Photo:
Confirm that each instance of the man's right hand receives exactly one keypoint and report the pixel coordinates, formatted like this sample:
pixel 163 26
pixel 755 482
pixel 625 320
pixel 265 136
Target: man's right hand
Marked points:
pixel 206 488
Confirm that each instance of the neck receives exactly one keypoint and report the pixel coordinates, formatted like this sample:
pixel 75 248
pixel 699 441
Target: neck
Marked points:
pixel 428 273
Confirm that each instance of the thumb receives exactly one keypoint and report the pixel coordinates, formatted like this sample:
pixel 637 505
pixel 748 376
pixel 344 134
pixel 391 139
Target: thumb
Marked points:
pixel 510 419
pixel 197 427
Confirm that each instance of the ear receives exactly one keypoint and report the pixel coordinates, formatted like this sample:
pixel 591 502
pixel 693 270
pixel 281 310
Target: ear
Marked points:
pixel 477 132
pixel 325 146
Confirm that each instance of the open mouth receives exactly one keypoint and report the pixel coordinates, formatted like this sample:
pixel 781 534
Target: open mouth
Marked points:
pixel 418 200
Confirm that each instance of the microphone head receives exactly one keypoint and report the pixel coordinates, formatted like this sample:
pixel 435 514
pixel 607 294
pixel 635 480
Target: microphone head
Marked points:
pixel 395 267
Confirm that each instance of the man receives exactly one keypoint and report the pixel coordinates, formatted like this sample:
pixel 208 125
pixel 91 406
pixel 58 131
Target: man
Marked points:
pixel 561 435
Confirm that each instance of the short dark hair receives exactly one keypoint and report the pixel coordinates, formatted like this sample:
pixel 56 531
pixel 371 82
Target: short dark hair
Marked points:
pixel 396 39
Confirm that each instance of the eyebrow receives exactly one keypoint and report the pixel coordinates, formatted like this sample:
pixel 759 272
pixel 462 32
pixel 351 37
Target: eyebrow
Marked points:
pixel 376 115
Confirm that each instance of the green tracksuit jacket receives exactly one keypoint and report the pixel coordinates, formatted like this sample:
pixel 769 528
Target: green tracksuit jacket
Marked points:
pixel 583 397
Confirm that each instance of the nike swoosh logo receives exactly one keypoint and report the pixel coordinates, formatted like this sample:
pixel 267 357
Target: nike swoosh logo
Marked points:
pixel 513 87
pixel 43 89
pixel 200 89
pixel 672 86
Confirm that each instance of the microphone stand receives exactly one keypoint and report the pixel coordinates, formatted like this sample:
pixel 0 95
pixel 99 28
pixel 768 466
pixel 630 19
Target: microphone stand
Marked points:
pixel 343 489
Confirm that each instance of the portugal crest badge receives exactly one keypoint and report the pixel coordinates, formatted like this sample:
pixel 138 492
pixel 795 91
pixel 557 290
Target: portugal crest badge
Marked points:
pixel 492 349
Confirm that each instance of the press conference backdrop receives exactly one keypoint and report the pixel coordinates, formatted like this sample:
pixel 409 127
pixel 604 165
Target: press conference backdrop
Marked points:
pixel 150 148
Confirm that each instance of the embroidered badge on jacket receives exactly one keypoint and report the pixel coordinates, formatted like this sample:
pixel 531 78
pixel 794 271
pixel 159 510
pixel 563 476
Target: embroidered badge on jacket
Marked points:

[Action item]: Write the data out again, verbatim.

[Written response]:
Photo:
Confirm that each instance of the man's right hand receives exactly one keypoint and report the pixel coordinates, formatted like this sample:
pixel 163 26
pixel 755 482
pixel 625 320
pixel 265 136
Target: man's right hand
Marked points:
pixel 206 488
Confirm that each instance of the neck receives exactly one keypoint and report the pixel coordinates, formatted like this sample:
pixel 75 248
pixel 699 441
Target: neck
Marked points:
pixel 428 273
Confirm that each instance of the thumb receives exactly one keypoint and report the pixel coordinates, formatted like this sample:
pixel 637 505
pixel 748 376
pixel 344 134
pixel 391 139
Target: thumb
Marked points:
pixel 510 419
pixel 197 427
Confirm that each instance of the ear receives exactly one keypoint and report the pixel coordinates, formatted like this sample:
pixel 591 502
pixel 693 270
pixel 281 310
Target: ear
Marked points:
pixel 477 132
pixel 325 146
Confirm that each instance of the open mouth receives exactly one keypoint and report the pixel coordinates, formatted like this sample:
pixel 781 534
Target: open mouth
Marked points:
pixel 418 200
Confirm that each instance of the microphone head receives exactly one keypoint and report the pixel coordinates, formatted like this sample:
pixel 435 514
pixel 607 294
pixel 635 480
Target: microphone head
Marked points:
pixel 395 267
Confirm that each instance of the man receives exactly one keypoint and report the pixel coordinates, formatted like this sample:
pixel 208 125
pixel 91 406
pixel 58 131
Target: man
Marked points:
pixel 561 435
Confirm that each instance of the short dark hair receives exactly one keypoint and report the pixel coordinates, formatted like this sample:
pixel 56 531
pixel 371 82
Target: short dark hair
Marked points:
pixel 396 39
Confirm that each instance of the eyebrow receives exactly one keypoint and report the pixel coordinates, formatted like this sample:
pixel 759 272
pixel 462 32
pixel 351 37
Target: eyebrow
Marked points:
pixel 376 115
Confirm that each instance of the green tracksuit jacket receives exactly one keypoint and report the pixel coordinates, formatted like this sample:
pixel 769 528
Target: green tracksuit jacket
Marked points:
pixel 583 397
Confirm that each instance of the nike swoosh logo receives exactly one keypoint and report the pixel coordinates, formatted like this sample:
pixel 267 357
Target: nike swoosh logo
Marked points:
pixel 513 87
pixel 43 89
pixel 200 89
pixel 672 86
Confirm that each instance of the microphone stand receives exactly one keypoint and report the pixel coordinates, formatted like this sample:
pixel 0 95
pixel 99 28
pixel 768 466
pixel 630 19
Target: microphone stand
Marked points:
pixel 343 489
Confirm that each instance of the portugal crest badge receives exactly one keypoint and report the pixel coordinates, formatted like this sample:
pixel 138 492
pixel 795 91
pixel 557 290
Target: portugal crest badge
Marked points:
pixel 492 349
Confirm that each instance of the press conference backdrop receives exactly one keypoint and report the pixel coordinates, formatted like this sample:
pixel 409 127
pixel 604 165
Target: press conference backdrop
Marked points:
pixel 150 148
Confirm that each instance of the embroidered badge on jacket receives exactly one keypoint and report the pixel coordinates, formatted like this sample:
pixel 531 78
pixel 794 271
pixel 159 510
pixel 563 476
Target: embroidered badge on jacket
Marked points:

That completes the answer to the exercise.